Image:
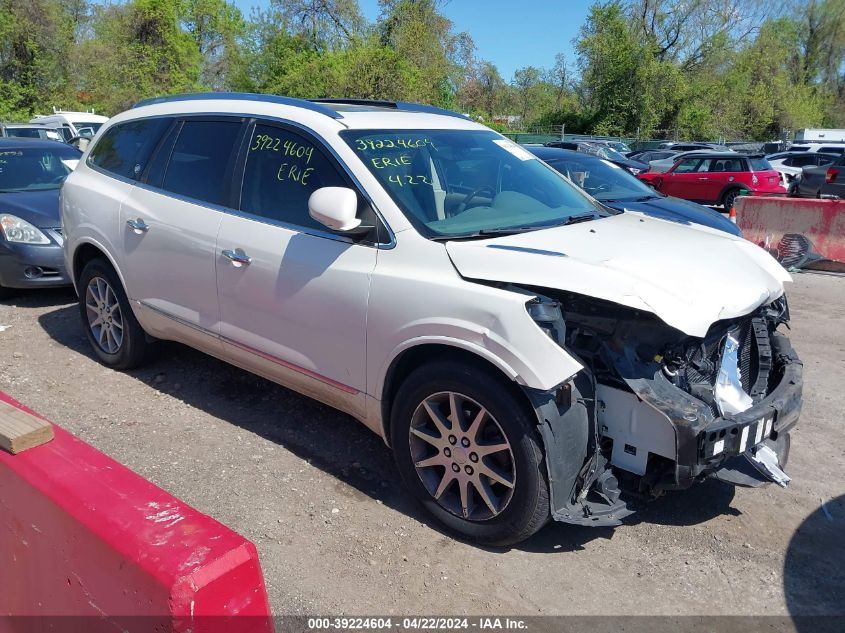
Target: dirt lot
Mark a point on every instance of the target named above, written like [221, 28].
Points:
[318, 494]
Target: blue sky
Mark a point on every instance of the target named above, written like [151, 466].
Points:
[510, 33]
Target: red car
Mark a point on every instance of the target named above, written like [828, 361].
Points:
[716, 178]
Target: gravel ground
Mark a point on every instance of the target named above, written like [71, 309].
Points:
[319, 495]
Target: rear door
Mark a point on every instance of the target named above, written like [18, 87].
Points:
[724, 174]
[170, 223]
[835, 179]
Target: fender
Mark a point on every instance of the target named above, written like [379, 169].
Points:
[486, 344]
[728, 187]
[71, 257]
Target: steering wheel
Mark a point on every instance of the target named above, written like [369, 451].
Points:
[468, 198]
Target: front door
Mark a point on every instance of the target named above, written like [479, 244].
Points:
[293, 295]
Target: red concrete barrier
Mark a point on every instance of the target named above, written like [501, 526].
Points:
[798, 232]
[81, 535]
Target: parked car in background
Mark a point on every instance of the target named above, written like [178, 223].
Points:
[717, 178]
[616, 188]
[602, 151]
[665, 164]
[498, 328]
[31, 173]
[29, 130]
[683, 147]
[648, 155]
[790, 164]
[825, 148]
[822, 180]
[619, 146]
[72, 124]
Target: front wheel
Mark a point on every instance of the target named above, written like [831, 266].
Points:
[113, 331]
[468, 450]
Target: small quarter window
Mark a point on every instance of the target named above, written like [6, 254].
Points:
[199, 165]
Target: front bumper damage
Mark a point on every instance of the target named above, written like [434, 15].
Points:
[622, 428]
[705, 443]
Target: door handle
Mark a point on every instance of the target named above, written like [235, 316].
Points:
[237, 257]
[139, 226]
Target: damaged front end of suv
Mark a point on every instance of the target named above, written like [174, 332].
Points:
[655, 409]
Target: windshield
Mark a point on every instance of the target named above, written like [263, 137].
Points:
[87, 129]
[34, 169]
[466, 182]
[603, 180]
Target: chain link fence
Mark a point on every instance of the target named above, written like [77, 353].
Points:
[548, 135]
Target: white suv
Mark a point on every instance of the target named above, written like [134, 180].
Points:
[526, 352]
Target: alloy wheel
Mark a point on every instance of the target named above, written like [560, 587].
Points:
[462, 456]
[104, 315]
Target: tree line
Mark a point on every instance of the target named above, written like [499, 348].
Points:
[691, 69]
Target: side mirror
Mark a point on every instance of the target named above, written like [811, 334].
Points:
[335, 207]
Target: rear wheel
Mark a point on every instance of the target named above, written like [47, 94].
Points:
[468, 451]
[112, 329]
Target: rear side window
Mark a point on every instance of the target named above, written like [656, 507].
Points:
[282, 170]
[690, 165]
[125, 148]
[732, 165]
[201, 160]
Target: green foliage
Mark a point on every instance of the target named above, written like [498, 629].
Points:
[704, 69]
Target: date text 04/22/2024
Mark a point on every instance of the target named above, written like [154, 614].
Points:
[416, 623]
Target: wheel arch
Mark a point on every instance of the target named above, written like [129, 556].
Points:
[412, 357]
[86, 251]
[732, 186]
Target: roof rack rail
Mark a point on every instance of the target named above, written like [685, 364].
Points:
[244, 96]
[405, 106]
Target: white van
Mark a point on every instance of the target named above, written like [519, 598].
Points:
[72, 124]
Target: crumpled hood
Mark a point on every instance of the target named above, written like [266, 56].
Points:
[39, 208]
[678, 210]
[690, 277]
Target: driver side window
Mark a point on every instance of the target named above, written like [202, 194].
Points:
[282, 170]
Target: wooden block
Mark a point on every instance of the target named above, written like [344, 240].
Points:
[20, 430]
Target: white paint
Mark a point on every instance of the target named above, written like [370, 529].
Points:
[689, 276]
[513, 148]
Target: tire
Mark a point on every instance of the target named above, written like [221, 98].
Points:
[728, 199]
[119, 341]
[506, 514]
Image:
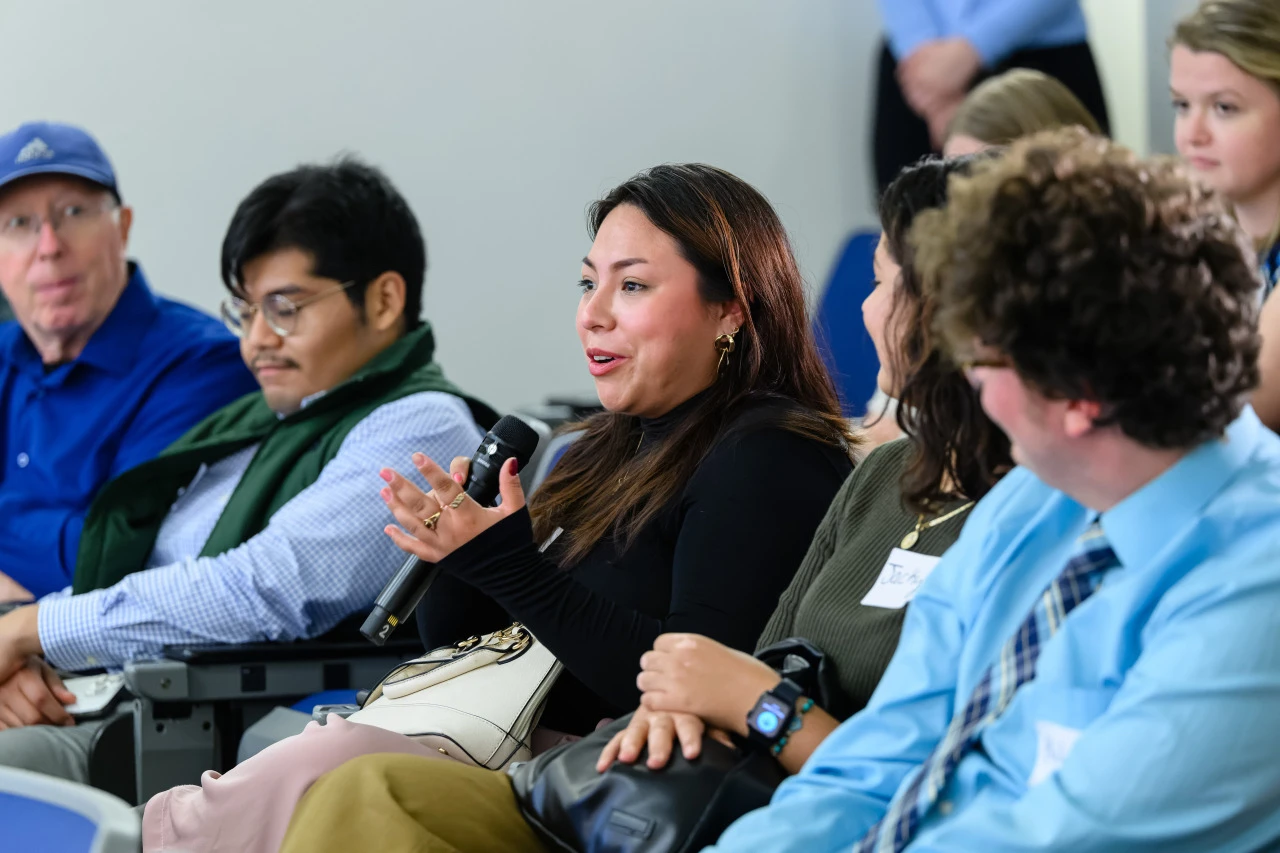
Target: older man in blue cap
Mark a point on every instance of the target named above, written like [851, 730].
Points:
[99, 373]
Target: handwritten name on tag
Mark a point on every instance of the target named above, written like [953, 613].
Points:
[903, 574]
[1055, 744]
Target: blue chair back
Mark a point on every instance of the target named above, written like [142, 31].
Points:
[51, 815]
[842, 338]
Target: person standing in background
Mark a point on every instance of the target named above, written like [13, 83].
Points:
[936, 50]
[1225, 86]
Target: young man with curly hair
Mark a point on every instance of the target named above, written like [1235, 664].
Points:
[1095, 664]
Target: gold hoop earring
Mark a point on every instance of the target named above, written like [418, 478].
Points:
[725, 343]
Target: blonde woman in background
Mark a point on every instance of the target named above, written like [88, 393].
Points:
[1225, 86]
[1011, 105]
[1001, 109]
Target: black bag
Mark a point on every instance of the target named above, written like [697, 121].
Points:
[682, 807]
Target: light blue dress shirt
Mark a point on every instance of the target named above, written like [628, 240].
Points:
[1153, 720]
[152, 370]
[321, 557]
[995, 27]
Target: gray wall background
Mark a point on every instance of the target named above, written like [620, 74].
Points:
[499, 121]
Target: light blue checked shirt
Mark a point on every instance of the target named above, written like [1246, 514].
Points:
[1151, 724]
[321, 557]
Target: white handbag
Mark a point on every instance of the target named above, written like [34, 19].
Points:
[476, 702]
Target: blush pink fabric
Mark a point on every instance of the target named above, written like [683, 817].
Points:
[247, 808]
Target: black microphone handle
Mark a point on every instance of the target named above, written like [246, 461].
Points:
[397, 601]
[402, 594]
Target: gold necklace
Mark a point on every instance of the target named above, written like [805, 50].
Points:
[914, 536]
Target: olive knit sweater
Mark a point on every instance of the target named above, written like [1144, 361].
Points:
[865, 521]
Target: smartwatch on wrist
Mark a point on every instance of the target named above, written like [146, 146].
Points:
[769, 719]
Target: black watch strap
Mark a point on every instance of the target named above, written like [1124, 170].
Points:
[784, 694]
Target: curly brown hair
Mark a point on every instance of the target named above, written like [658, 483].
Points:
[1101, 277]
[956, 451]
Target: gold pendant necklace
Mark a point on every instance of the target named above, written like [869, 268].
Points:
[914, 536]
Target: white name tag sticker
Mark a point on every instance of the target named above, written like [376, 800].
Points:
[1055, 744]
[903, 574]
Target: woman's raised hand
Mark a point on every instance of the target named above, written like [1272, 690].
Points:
[438, 523]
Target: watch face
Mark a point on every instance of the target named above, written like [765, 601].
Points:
[769, 716]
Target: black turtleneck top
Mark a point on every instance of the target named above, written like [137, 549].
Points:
[714, 562]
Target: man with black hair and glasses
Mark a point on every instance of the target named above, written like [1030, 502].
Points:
[264, 521]
[99, 373]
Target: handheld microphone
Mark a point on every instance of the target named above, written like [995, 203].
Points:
[508, 437]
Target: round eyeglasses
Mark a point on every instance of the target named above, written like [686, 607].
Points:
[21, 231]
[279, 311]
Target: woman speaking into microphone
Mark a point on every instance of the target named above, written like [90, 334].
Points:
[686, 506]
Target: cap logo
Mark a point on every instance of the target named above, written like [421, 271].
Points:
[35, 150]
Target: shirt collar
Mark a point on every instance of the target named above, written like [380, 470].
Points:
[1146, 521]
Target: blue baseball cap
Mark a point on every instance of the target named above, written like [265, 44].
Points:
[48, 147]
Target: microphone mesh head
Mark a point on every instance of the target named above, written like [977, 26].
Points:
[519, 434]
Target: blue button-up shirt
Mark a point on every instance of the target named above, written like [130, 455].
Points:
[995, 27]
[150, 372]
[321, 557]
[1152, 720]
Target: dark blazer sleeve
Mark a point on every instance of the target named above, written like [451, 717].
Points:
[745, 524]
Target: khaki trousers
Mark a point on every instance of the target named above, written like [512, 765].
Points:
[410, 803]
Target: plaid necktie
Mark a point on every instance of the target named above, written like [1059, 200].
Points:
[1016, 666]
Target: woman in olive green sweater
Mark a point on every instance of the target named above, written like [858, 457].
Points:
[849, 597]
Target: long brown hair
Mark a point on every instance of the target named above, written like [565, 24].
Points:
[735, 241]
[956, 451]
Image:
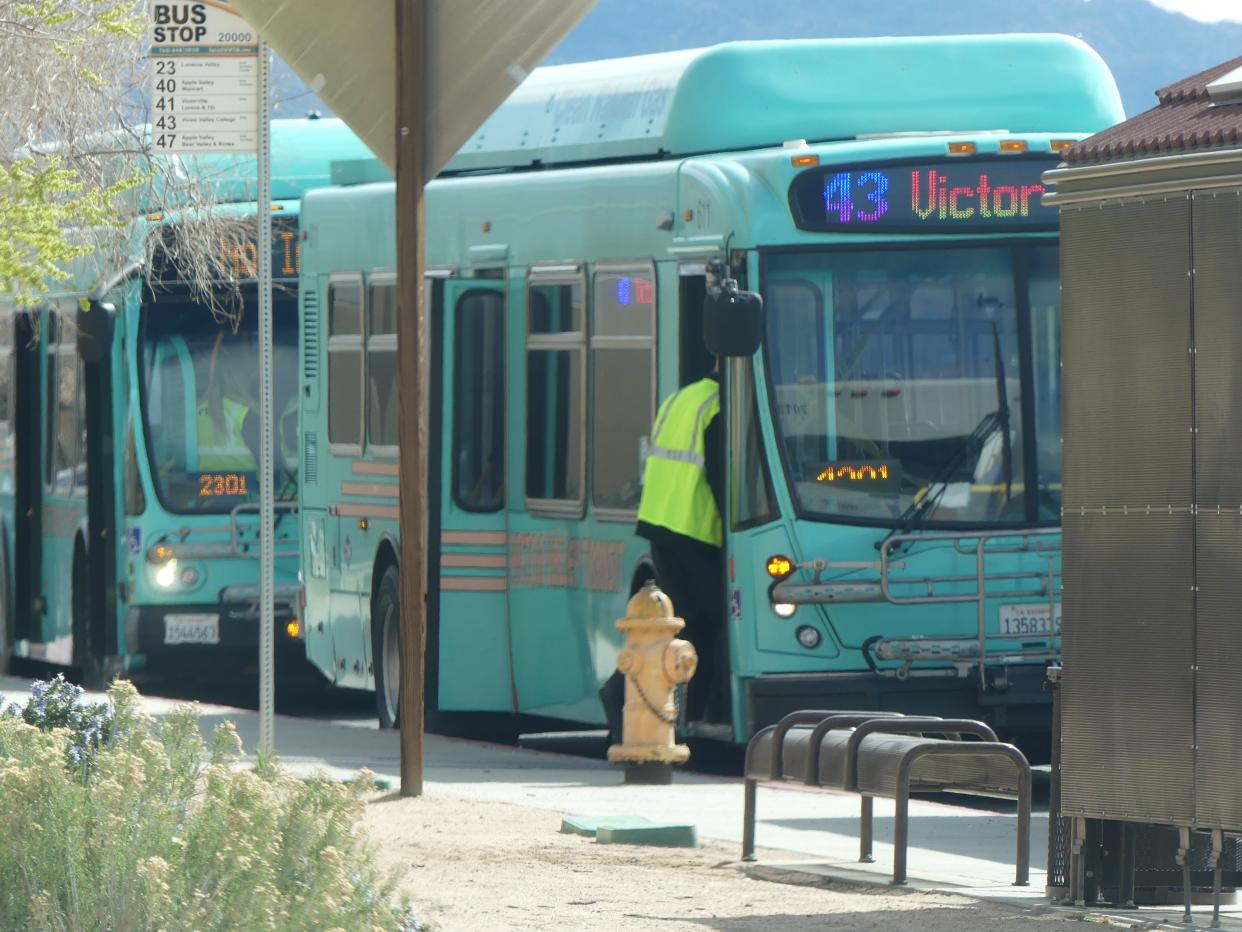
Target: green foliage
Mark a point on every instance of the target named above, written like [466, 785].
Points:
[54, 206]
[167, 830]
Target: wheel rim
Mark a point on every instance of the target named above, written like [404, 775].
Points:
[391, 662]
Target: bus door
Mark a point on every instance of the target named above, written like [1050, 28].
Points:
[63, 482]
[473, 574]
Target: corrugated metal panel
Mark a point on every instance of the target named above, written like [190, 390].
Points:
[1217, 236]
[1219, 347]
[1125, 318]
[1127, 687]
[1219, 687]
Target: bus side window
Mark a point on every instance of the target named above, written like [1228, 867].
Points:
[170, 411]
[345, 385]
[624, 382]
[555, 394]
[381, 408]
[750, 486]
[478, 402]
[70, 446]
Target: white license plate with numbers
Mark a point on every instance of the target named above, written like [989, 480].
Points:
[1030, 619]
[191, 629]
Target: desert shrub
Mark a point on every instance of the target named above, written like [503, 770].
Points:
[113, 819]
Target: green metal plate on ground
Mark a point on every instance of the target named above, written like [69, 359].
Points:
[631, 830]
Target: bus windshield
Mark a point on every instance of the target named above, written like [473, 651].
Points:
[897, 383]
[200, 399]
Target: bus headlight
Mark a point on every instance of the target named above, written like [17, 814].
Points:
[160, 554]
[167, 574]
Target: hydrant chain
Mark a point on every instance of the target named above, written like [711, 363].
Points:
[651, 706]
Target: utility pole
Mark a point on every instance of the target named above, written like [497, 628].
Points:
[411, 90]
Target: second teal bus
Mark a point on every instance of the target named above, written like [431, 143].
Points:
[893, 469]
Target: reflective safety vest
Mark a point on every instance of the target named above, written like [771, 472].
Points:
[222, 446]
[676, 493]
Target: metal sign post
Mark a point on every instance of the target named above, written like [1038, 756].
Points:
[266, 493]
[211, 92]
[411, 55]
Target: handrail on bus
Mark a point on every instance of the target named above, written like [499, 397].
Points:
[236, 546]
[960, 653]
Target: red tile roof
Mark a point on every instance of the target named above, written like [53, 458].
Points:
[1184, 121]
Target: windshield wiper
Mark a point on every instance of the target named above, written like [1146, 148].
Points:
[1002, 414]
[920, 510]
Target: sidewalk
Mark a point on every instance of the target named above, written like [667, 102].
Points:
[953, 848]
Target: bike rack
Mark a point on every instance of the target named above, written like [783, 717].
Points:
[886, 583]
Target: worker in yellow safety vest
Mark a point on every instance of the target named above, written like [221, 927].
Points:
[224, 433]
[679, 516]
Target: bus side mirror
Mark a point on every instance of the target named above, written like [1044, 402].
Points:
[733, 322]
[95, 323]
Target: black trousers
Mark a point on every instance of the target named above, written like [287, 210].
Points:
[691, 575]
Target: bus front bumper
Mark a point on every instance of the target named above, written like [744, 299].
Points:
[226, 625]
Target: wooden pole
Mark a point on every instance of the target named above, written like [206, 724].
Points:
[411, 27]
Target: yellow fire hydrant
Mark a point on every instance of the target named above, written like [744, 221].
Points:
[653, 661]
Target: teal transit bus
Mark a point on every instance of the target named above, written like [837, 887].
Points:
[128, 497]
[893, 470]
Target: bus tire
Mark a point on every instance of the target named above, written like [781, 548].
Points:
[386, 646]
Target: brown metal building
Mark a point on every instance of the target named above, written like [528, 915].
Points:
[1151, 354]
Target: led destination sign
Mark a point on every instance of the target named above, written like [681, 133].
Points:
[942, 195]
[882, 475]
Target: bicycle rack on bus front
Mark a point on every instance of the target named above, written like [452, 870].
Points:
[960, 653]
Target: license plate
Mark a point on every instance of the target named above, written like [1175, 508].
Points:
[191, 629]
[1031, 619]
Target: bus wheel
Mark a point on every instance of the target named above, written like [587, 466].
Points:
[386, 646]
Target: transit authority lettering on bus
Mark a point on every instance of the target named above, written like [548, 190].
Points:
[560, 562]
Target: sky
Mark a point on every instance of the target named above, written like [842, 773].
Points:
[1205, 10]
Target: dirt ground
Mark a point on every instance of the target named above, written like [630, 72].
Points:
[473, 866]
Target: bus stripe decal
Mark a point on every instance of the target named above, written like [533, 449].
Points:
[349, 510]
[475, 561]
[381, 490]
[473, 584]
[365, 467]
[475, 538]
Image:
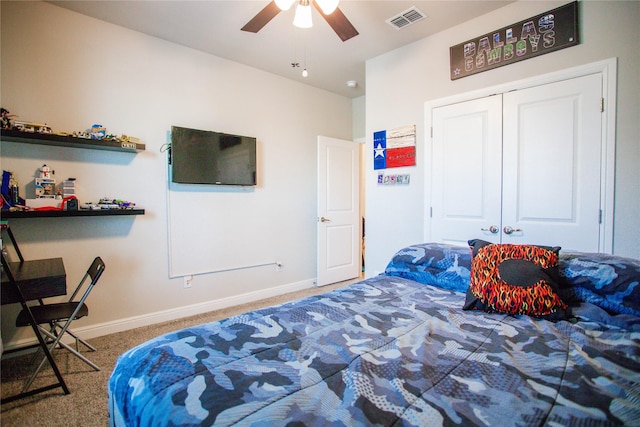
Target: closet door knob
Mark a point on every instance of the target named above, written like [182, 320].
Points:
[508, 230]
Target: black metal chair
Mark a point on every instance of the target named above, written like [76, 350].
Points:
[58, 317]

++++++

The task:
Find the line that contains "Target: led destination sign", then write out that line and every line after it through the end of the records, exactly. Leave the pictures out.

Final result:
Target: led destination sign
Mark a point on every instance of the target named above, written like [681, 133].
Points:
[942, 195]
[882, 475]
Target: bicycle rack on bus front
Mark a point on every instance of the target named above, written like [452, 870].
Points:
[960, 653]
Target: license plate
Mark a point on every instance of the target named above, written like [1175, 508].
Points:
[191, 629]
[1031, 619]
Target: bus wheel
Mark a point on every instance of the target named above, written like [587, 466].
Points:
[386, 646]
Target: transit authority lettering on bus
Mark a point on every instance of the target named above, written like [548, 190].
Points:
[560, 562]
Target: sky
Mark a point on every instance of the target named above, written like [842, 773].
Points:
[1205, 10]
Target: dirt ground
Mark a point on every instance of the target named above, written like [630, 72].
Points:
[473, 866]
Target: bus stripe decal
Mark a point on every instance of the target named above, written like [533, 449].
Points:
[349, 510]
[475, 561]
[381, 490]
[473, 584]
[365, 467]
[475, 538]
Image:
Target: closet door knob
Mark a point on every instance of the target named above, written like [182, 320].
Points:
[508, 230]
Target: black metal chair
Mark a point on every instance of the target named above, written like [76, 350].
Points:
[58, 317]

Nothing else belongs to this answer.